## Data in this exercise
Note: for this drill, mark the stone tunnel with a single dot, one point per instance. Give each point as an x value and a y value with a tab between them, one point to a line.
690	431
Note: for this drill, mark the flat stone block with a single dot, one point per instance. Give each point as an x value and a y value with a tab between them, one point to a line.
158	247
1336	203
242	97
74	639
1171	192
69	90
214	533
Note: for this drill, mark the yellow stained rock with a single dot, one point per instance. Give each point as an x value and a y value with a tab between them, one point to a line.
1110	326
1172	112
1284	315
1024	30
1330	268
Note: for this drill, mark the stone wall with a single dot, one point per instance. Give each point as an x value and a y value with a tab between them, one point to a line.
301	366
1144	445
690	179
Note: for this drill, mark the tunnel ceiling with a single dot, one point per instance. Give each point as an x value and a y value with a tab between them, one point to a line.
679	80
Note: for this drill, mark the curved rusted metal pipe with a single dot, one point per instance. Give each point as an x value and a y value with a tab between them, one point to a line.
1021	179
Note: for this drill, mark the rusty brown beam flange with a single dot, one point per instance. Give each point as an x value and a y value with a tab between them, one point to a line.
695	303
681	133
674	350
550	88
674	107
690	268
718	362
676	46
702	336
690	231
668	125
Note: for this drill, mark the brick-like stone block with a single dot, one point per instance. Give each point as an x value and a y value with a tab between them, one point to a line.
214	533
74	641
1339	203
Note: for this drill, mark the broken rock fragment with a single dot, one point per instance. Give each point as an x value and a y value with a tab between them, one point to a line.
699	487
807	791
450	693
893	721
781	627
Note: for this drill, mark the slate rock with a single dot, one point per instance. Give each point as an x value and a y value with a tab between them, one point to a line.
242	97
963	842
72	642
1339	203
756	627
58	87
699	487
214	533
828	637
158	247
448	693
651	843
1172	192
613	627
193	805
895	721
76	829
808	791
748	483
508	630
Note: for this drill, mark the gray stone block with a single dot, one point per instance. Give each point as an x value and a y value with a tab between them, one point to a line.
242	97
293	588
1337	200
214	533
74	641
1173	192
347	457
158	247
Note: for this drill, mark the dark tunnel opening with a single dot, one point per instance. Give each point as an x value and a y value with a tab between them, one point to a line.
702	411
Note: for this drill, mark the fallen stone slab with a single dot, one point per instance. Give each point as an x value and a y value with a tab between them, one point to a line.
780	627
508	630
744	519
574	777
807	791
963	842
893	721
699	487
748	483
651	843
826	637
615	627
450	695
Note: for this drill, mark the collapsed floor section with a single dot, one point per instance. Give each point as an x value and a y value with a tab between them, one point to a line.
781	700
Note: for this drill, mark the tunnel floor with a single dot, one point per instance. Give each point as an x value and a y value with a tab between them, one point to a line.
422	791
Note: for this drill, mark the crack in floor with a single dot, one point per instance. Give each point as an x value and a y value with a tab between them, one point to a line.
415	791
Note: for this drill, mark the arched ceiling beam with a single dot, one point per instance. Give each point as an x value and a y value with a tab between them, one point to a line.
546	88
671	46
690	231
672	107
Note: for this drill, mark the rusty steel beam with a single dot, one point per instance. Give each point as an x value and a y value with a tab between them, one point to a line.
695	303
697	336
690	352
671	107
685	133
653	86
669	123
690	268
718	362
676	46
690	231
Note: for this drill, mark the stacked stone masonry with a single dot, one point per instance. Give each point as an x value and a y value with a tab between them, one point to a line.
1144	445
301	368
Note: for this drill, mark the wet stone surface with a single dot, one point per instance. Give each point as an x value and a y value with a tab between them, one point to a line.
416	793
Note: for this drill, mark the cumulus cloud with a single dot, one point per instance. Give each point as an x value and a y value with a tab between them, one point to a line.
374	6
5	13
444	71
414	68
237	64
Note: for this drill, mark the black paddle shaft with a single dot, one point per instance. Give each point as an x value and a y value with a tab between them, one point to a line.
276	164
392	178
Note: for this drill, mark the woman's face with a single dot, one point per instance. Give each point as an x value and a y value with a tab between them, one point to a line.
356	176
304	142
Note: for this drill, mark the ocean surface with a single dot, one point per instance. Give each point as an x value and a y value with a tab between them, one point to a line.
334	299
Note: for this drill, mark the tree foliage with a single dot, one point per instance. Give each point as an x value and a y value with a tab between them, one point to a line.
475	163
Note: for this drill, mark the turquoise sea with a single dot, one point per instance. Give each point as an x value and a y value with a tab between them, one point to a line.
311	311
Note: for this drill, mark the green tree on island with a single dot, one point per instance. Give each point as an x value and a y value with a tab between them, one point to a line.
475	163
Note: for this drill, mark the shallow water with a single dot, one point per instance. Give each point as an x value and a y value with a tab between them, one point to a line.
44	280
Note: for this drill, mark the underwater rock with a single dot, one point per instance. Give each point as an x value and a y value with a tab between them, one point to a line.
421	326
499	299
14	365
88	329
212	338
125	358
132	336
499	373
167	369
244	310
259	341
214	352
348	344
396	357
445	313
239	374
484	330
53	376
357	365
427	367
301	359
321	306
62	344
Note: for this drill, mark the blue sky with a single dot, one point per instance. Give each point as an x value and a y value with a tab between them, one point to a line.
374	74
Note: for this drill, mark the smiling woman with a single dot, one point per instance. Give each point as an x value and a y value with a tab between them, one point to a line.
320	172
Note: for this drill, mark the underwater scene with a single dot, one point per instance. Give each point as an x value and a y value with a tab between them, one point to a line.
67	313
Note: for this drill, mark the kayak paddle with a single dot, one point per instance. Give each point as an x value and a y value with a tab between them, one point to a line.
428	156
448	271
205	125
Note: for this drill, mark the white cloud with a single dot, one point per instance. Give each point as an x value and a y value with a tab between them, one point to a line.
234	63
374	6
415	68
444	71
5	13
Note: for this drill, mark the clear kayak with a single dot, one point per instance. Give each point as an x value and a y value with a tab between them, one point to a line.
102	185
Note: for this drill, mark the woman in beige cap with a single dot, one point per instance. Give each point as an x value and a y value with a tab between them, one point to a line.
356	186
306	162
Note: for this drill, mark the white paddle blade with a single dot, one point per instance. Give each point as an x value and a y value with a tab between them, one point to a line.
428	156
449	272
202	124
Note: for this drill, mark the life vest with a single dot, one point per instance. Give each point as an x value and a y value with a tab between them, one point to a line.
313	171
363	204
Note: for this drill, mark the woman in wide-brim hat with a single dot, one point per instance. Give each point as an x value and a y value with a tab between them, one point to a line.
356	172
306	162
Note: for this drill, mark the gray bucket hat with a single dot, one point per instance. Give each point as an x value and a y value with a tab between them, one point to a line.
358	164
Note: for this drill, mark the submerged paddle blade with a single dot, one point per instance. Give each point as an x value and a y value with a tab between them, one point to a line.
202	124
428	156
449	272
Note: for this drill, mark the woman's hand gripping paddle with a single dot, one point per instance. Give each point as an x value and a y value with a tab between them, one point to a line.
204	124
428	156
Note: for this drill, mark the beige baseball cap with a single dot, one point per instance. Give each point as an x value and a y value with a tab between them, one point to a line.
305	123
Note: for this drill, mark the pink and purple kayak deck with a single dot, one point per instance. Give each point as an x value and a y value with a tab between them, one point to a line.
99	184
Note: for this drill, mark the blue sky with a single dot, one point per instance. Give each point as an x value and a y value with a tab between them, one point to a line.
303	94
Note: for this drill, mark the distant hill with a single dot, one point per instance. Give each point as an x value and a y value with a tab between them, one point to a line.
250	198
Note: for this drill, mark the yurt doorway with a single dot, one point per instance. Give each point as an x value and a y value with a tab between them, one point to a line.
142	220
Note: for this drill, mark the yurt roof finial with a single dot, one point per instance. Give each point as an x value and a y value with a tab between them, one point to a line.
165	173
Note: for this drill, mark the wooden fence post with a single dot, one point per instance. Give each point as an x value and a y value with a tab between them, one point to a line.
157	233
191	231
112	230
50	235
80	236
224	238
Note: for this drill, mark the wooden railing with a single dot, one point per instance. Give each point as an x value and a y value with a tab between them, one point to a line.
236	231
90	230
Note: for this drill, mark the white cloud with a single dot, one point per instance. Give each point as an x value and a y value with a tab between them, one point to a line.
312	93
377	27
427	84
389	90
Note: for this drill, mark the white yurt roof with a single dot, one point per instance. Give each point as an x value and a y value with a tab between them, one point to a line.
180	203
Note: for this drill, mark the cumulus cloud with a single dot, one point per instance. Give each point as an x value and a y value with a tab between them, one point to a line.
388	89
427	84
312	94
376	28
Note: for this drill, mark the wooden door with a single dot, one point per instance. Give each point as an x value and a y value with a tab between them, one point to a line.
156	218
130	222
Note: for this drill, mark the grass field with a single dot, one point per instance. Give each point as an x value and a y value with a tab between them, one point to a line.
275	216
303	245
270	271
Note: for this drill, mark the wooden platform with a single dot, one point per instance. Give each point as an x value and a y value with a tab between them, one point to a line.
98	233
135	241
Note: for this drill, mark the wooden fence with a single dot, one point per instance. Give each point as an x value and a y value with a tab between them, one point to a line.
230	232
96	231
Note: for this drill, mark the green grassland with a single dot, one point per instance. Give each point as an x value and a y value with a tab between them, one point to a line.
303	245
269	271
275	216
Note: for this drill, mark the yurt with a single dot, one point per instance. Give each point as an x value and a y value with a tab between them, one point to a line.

## Directions for this task
Retype exactly. Start at the line with "Note: for this drill, mark the white yurt" and stop at the last line of the data.

## Solution for this task
Note: for this drill, mark the white yurt roof with a single dot, one point per instance. Give each point as an x value and a y value with a tab between them, one point to a line.
180	203
Note: for this drill, mark the cumulus cloud with a single dot, one point per instance. Give each point as an x value and a y value with a tab between them, one point to a line.
388	89
427	84
312	94
376	28
Note: for this drill, mark the wooden door with a single dot, one point per instance. Give each point as an x value and a y value with a tab between them, one point to a line.
156	218
130	222
Note: for this drill, mark the grass field with a single dot, one point per instance. Give each point as an x value and a y value with a tab between them, one point to a line.
275	216
303	245
270	271
Note: for this drill, mark the wooden platform with a single dot, one point per instance. Give each point as an x value and a y value with a tab between them, one point to a line.
98	233
135	241
Note: for this drill, mark the wooden fence with a single dot, one point per instance. Give each point as an x value and a y value with a tab between them, one point to a line.
230	232
96	231
Note: for this drill, mark the green grassland with a single dot, one point per instance. Give each point as an x value and a y value with a tab between them, one point to a line.
303	245
269	271
275	216
Note: for this drill, mark the yurt with a single dot, one point per instance. Give each point as an x value and a y value with a tab between them, one point to a line.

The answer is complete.